• [What this task involves]: Each entry must be given again exactly; images do not belong in the copy.

Location identification entries
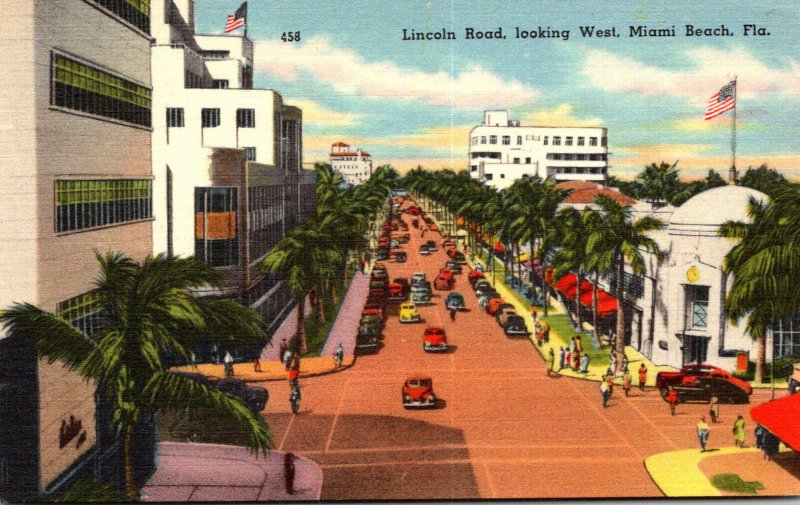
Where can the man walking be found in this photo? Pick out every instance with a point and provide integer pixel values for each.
(672, 398)
(642, 376)
(702, 433)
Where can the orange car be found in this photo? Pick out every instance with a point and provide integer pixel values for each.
(493, 306)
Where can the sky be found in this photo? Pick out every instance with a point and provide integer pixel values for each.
(414, 102)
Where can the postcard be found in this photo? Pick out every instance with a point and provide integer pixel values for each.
(399, 250)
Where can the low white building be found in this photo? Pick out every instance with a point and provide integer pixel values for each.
(227, 158)
(355, 165)
(502, 151)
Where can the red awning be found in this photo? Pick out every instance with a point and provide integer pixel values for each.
(782, 418)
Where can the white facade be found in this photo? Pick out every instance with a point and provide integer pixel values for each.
(501, 151)
(678, 317)
(355, 165)
(215, 137)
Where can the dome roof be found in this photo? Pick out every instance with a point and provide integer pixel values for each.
(715, 206)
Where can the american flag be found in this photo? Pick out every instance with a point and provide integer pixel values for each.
(236, 21)
(721, 102)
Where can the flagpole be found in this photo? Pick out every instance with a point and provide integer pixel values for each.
(734, 175)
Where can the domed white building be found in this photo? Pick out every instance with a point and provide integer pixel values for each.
(676, 311)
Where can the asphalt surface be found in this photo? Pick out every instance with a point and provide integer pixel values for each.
(502, 429)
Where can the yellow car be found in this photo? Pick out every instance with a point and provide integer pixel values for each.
(408, 313)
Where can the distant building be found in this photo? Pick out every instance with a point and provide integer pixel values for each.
(227, 158)
(355, 165)
(75, 176)
(502, 151)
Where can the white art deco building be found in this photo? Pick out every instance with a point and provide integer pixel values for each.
(502, 151)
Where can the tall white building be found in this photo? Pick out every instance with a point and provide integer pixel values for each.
(227, 158)
(502, 151)
(355, 165)
(75, 176)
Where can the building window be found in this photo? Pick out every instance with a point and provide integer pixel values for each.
(246, 118)
(175, 117)
(95, 203)
(84, 88)
(84, 312)
(216, 242)
(697, 305)
(210, 118)
(135, 12)
(786, 338)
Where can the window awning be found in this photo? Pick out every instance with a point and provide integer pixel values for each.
(782, 418)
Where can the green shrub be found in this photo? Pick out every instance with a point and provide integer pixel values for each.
(732, 482)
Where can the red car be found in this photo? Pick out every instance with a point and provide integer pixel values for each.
(666, 379)
(443, 282)
(417, 392)
(434, 340)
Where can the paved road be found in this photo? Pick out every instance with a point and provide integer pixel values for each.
(505, 430)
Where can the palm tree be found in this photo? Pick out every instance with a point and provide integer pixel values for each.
(151, 310)
(617, 241)
(765, 264)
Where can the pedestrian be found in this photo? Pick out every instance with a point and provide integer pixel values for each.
(287, 359)
(338, 356)
(294, 399)
(294, 374)
(626, 382)
(228, 364)
(738, 432)
(714, 409)
(605, 391)
(584, 363)
(288, 472)
(642, 376)
(702, 433)
(672, 398)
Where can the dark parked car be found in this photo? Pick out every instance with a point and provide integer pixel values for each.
(699, 389)
(515, 326)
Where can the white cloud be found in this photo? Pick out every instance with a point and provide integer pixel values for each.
(709, 69)
(316, 113)
(350, 73)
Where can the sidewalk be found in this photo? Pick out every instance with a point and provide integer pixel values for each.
(344, 331)
(216, 473)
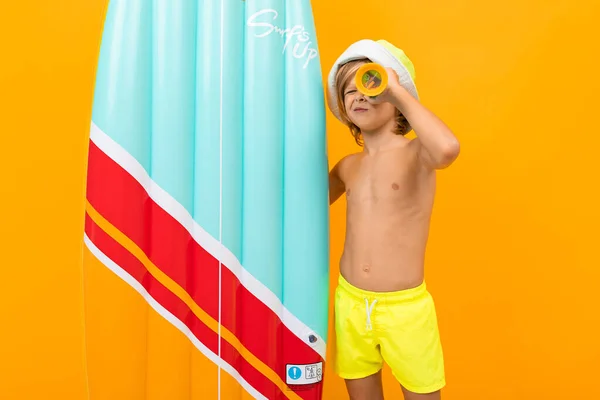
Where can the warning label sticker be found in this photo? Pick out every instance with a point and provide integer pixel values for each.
(304, 374)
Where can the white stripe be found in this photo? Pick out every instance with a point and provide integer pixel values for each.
(121, 273)
(220, 184)
(204, 239)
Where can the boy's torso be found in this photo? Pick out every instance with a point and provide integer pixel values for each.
(389, 201)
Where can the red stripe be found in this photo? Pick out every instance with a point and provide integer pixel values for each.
(128, 262)
(124, 202)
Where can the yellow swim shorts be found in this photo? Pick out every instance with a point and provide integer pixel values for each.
(399, 328)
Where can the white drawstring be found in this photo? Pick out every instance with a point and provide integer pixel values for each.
(369, 311)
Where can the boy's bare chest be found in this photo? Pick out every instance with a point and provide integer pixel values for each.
(381, 178)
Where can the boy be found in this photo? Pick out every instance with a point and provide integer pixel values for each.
(383, 311)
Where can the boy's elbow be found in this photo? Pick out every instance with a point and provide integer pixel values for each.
(448, 154)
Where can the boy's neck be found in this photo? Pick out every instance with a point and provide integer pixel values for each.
(382, 139)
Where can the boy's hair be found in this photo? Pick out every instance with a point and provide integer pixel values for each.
(345, 73)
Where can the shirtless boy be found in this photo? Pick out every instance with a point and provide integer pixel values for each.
(383, 310)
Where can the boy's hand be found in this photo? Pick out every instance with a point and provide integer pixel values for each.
(391, 92)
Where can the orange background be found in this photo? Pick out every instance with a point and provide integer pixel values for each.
(513, 261)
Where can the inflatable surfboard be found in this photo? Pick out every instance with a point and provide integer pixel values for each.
(206, 232)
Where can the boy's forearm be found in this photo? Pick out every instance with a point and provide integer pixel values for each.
(434, 135)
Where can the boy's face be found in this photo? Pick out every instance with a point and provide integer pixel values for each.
(365, 115)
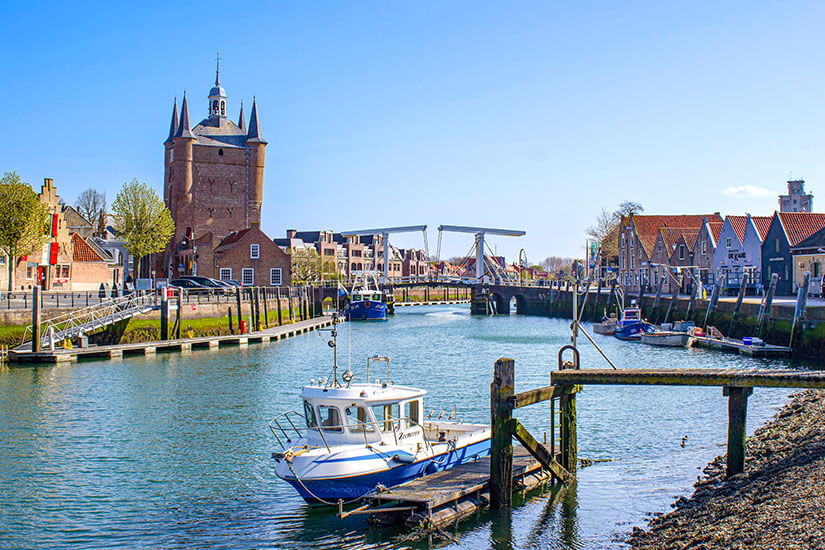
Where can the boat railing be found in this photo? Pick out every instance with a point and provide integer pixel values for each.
(284, 424)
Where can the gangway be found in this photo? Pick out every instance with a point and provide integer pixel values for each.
(85, 320)
(385, 237)
(479, 233)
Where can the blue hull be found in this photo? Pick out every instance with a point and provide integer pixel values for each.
(633, 331)
(366, 310)
(357, 486)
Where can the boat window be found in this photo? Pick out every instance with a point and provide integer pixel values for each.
(385, 415)
(357, 420)
(330, 419)
(411, 412)
(309, 413)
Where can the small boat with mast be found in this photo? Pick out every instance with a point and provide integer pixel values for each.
(353, 438)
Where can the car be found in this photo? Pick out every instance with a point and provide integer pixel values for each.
(218, 287)
(190, 286)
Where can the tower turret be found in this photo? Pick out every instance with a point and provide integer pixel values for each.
(257, 146)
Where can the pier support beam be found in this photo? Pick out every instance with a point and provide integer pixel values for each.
(737, 413)
(501, 440)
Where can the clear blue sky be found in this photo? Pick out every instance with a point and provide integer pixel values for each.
(529, 115)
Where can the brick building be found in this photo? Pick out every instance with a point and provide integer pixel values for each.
(213, 177)
(250, 256)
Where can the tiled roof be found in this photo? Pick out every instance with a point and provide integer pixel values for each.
(738, 223)
(82, 251)
(647, 226)
(230, 240)
(762, 223)
(800, 225)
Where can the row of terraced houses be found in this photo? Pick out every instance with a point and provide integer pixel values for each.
(680, 252)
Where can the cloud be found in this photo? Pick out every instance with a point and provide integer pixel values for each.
(748, 192)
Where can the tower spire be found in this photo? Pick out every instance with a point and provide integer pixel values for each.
(254, 134)
(184, 131)
(173, 127)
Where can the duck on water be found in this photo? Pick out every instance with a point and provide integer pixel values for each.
(352, 438)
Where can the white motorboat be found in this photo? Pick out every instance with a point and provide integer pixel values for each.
(354, 438)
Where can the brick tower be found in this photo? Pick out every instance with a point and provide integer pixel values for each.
(214, 176)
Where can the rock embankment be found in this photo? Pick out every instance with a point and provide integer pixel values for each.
(778, 503)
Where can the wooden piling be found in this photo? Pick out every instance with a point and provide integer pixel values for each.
(501, 439)
(35, 318)
(737, 414)
(765, 306)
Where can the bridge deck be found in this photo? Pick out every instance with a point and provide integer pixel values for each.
(772, 378)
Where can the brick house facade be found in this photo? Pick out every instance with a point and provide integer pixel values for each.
(251, 257)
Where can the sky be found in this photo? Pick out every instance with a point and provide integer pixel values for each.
(518, 115)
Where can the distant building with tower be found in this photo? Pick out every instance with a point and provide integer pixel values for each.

• [Result below]:
Where can the man walking be found in this photo? Pick out every instance with a point and provide integer pixel values for each.
(672, 398)
(642, 376)
(702, 433)
Where can the orange car be found in this photo? Pick out every instance with a point and provide integer pixel values for each.
(493, 306)
Where can the sky be found in this photo? Pick out every instance with a point and provide integer pixel values for each.
(414, 102)
Where can the postcard be found in this photo? Pick out every instance with a point and provide integer pixel values for each.
(399, 250)
Where can the low white building be found in this photo? Pick out every instance with a point and provide integer pixel values for each.
(227, 158)
(355, 165)
(502, 151)
Where can the red awning be found in this photo? Pick out every instance with a point and provide integer pixel values for each.
(782, 418)
Where can the white facade be found in this photo? Pick out every instance with a point and provide integer pixel values for each.
(501, 151)
(678, 317)
(355, 165)
(215, 137)
Where can the dome roof be found in this photo? Pick out every instance with a point and provide integer pixel values for each.
(715, 206)
Where can the american flag be found in this photo? Pick out every instance with a point and provide integer pixel values for each.
(236, 21)
(721, 102)
Where can the flagpole be found in this photo? Pick out every instance with a point and provide integer pixel values for each.
(734, 175)
Where can the domed white building be found in this photo? Pick out every instance with a point and provide integer pixel values for each.
(676, 311)
Where can the asphalt surface be found in this photo? Pick out every instance with a point and provide integer pixel values for each.
(502, 429)
Where can the yellow car be found in this photo? Pick out every instance with a point and provide integer pixel values for each.
(408, 313)
Where can the distant building be found in this photo? Pick out every instance with a point and provide integer pixel values for each.
(227, 158)
(355, 165)
(75, 176)
(502, 151)
Where can the white art deco building be found in this photo? Pick out every instance with a point and provide integer pixel values for each.
(502, 151)
Where can the tall white building be found in this photo? Pick out every instance with a point and provide integer pixel values for each.
(227, 158)
(502, 151)
(355, 165)
(75, 176)
Where can the building window be found in this photo? Pick out every instance with a point and provide integer pixel values for each.
(246, 118)
(175, 117)
(95, 203)
(84, 88)
(84, 312)
(216, 242)
(697, 305)
(210, 118)
(135, 12)
(786, 338)
Where can the window awning be found in this photo? Pick out every instance with a point and provide integer pixel values for each.
(782, 418)
Where can the green shrub be found in this photo? Pick out every instance with a point and provide integer pixel values for each.
(732, 482)
Where can the red car be found in this photo? Pick out every instance with a point and provide integer pixel values for each.
(666, 379)
(443, 282)
(417, 392)
(434, 340)
Where can the paved road be found in this photo? Pick out every instance with a point and provide integer pixel values for each.
(505, 430)
Where can the palm tree be found in this photo? Pick out every instance with a point and provide integer pixel values for each.
(151, 310)
(617, 241)
(765, 264)
Where can the pedestrian be found in this photo? Pick out every instance with a point and provide integer pixel values for each.
(287, 359)
(338, 356)
(294, 399)
(294, 374)
(626, 382)
(228, 364)
(738, 432)
(714, 409)
(605, 391)
(584, 363)
(288, 472)
(642, 376)
(702, 433)
(672, 398)
Where can the dark parked car be found in this photo? Pick out every instance with a point and provide integer pixel values for each.
(699, 389)
(515, 326)
Where can the white cloud be found in this photo? Pick out every instance with a point and provide integer pixel values for each.
(709, 69)
(316, 113)
(350, 73)
Where can the sidewalk be found in this photo? Pick out every instance with a point and provide integer pixel values for each.
(344, 331)
(216, 473)
Where can the warning label sticker be found in this photo? Pick out every instance with a point and provide integer pixel values for each.
(304, 374)
Where can the white stripe be found in this photo? Pick out every instance with a point and provide integer pixel values for each.
(121, 273)
(220, 184)
(204, 239)
Where can the boy's torso be found in this photo? Pick out every instance with a point and provide integer pixel values for each.
(389, 201)
Where can the red stripe be found in this photo? Pick out every instance with a point and provide integer pixel values for each.
(128, 262)
(124, 202)
Where can the yellow swim shorts be found in this photo? Pick out every instance with a point and provide integer pixel values for each.
(399, 328)
Where can the white drawstring be found in this photo? Pick out every instance with a point and provide integer pixel values for each.
(369, 311)
Where can the boy's bare chest be found in this photo? Pick out every instance with a point and provide integer pixel values for each.
(381, 178)
Where can the boy be found in this photo? Pick out every instance with a point and provide integer pixel values for each.
(383, 311)
Where can the boy's elbow be found in this photo? Pick out every instance with a point and provide integer pixel values for each.
(448, 154)
Where can the boy's neck be found in this photo? Pick out every instance with a point and provide integer pixel values for each.
(382, 139)
Where can the boy's hair be found in this photo? Pick out every instance with a point and provide integer pixel values for each.
(345, 73)
Where can the shirtless boy be found in this photo? Pick out every instance with a point and provide integer pixel values for each.
(383, 310)
Where can the boy's hand be found in this photo? Pick out every instance with a point and provide integer pixel values for each.
(391, 92)
Where can the orange background be found in this photo? Pick out every instance with a point and provide integer pixel values for each.
(513, 261)
Where can the inflatable surfboard be found in this photo? Pick out every instance with a point and provide integer pixel values for each.
(206, 232)
Where can the boy's forearm be found in this photo? Pick out every instance with a point and provide integer pixel values for each.
(434, 135)
Where can the boy's face be found in this photo? Pick out every instance with a point and provide integer pixel values for each.
(365, 115)
Where can the boat railing be found in this photo? Pick out every instance with a point and provide integer pixel values for each.
(284, 424)
Where can the gangway be found in this photo? Pick out every instance with a point and provide integer pixel values for each.
(85, 320)
(385, 237)
(479, 233)
Where can the blue hull be found in this photo? Pick out every instance with a point and provide integer pixel values for each.
(633, 331)
(366, 310)
(357, 486)
Where can the boat window be found in this photo? Pick out every instance with a point and provide integer pixel values for each.
(385, 415)
(357, 420)
(330, 419)
(411, 412)
(309, 413)
Where can the small boat with mast be found in this photo? Pick out every instance with a point and provide integer pixel values for each.
(353, 438)
Where can the car be found in this photo? Pick out every instance with a point and provide integer pixel values for each.
(218, 287)
(190, 286)
Where can the tower turret be found in this photo? Pick out every instance with a point and provide integer pixel values for each.
(257, 146)
Where can the pier support beam be found in this photo? Pick out every instance with a point and provide integer pixel values for each.
(737, 413)
(501, 440)
Where can the clear blue sky be found in this photo? Pick out every instance with a point and provide integer pixel values for each.
(529, 115)
Where can the brick building be found in this photo? Pick out every instance with a point and provide integer pixel values for each.
(213, 177)
(250, 256)
Where can the tiled roof be found in this photo? Pick out every instance with a point and provide integer pixel values for each.
(738, 223)
(82, 251)
(647, 226)
(230, 240)
(762, 223)
(800, 225)
Where can the row of terraced houses be found in this photo? Pick out every instance with a point and provide integer pixel values for each.
(680, 252)
Where can the cloud be found in this photo? Pick out every instance with a point and provide integer pixel values for each.
(748, 192)
Where can the tower spire be found in this photo? Pick out every instance with a point and provide integer pixel values for each.
(254, 134)
(184, 131)
(173, 127)
Where can the duck on water be found in this photo? Pick out every instance with a point and provide integer pixel values for each.
(352, 438)
Where can the white motorboat be found in this photo? Pick out every instance with a point and provide integer pixel values for each.
(354, 438)
Where can the brick tower be found in this photo? Pick out every instance with a point and provide integer pixel values for each.
(214, 176)
Where can the rock embankment be found in this photo? Pick out every instance with a point and provide integer pixel values for each.
(778, 503)
Where can the wooden piling be found in this photo? Pick out every instance with a point and provide integer pixel values for each.
(501, 439)
(35, 318)
(737, 414)
(765, 306)
Where can the bridge deck be found in this photo? Pick out every instance with a point and provide integer pixel values for each.
(772, 378)
Where can the brick house facade be found in this photo? Pick out every instance with a point and provide integer pixel values for each.
(251, 257)
Where can the sky be found in this photo? Pick out every instance with a point and provide integer pixel values for each.
(518, 115)
Where can the distant building with tower be found in this photo? Pick out every instance with a point and provide integer pixel values for each.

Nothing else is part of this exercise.